▸ What is needed
Lines where the string "sample" appears are to be copied from the entries below.
─── Data provided
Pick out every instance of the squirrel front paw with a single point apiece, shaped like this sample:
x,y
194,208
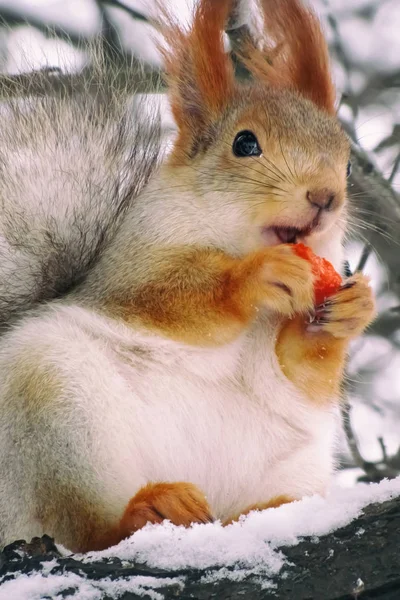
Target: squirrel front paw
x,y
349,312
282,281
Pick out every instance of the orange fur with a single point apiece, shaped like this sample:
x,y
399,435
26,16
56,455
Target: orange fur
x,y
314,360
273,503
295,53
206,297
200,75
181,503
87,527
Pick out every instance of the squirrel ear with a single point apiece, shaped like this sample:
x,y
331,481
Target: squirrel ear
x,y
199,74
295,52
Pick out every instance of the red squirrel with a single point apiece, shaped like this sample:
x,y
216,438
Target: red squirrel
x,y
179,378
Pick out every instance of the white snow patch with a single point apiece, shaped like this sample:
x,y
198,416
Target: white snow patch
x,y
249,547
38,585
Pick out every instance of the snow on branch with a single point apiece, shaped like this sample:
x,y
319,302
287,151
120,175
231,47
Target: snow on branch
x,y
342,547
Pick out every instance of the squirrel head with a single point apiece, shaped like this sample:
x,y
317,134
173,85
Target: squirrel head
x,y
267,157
──────
─── Data provided
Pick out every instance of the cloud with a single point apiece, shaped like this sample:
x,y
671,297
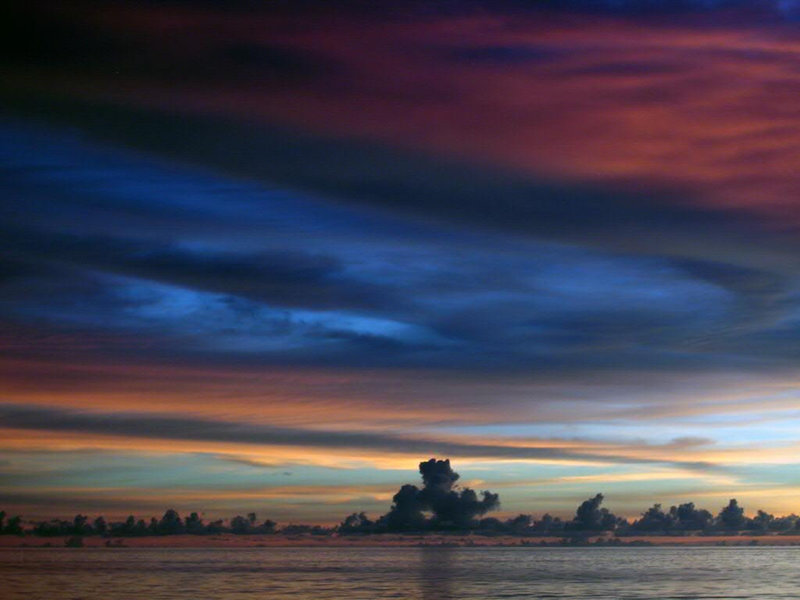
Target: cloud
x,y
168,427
──────
─── Data provided
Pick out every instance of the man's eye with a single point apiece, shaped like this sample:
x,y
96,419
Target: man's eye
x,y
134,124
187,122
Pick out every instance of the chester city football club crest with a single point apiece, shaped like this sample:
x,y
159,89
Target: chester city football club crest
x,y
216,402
──────
▸ Written response
Pick out every instance of the squirrel front paw with a single point apiece, shaped like this sample:
Pick out every instance of the orange fur with a single point apiece, shaped like this sample:
Pick out every instance of the squirrel ear with a single point apiece, shaped like this sample:
Pick out every instance of the red squirrel with a single point apiece, shaped like this sample:
Pick out every instance of the white snow patch with a single point apiece, shaped like this sample:
Pick out every instance of the snow on branch with a single point apiece, shaped like this sample:
Pick out every instance of the squirrel head with a single point apiece, shaped like this sample:
Pick out every instance of the cloud with a single point apiece, shaped like this sample:
Pick out every instance of the man's eye with a single point apiece, shaped like this sample:
Pick out every instance of the chester city football club crest with a single point apiece, shaped like this sample:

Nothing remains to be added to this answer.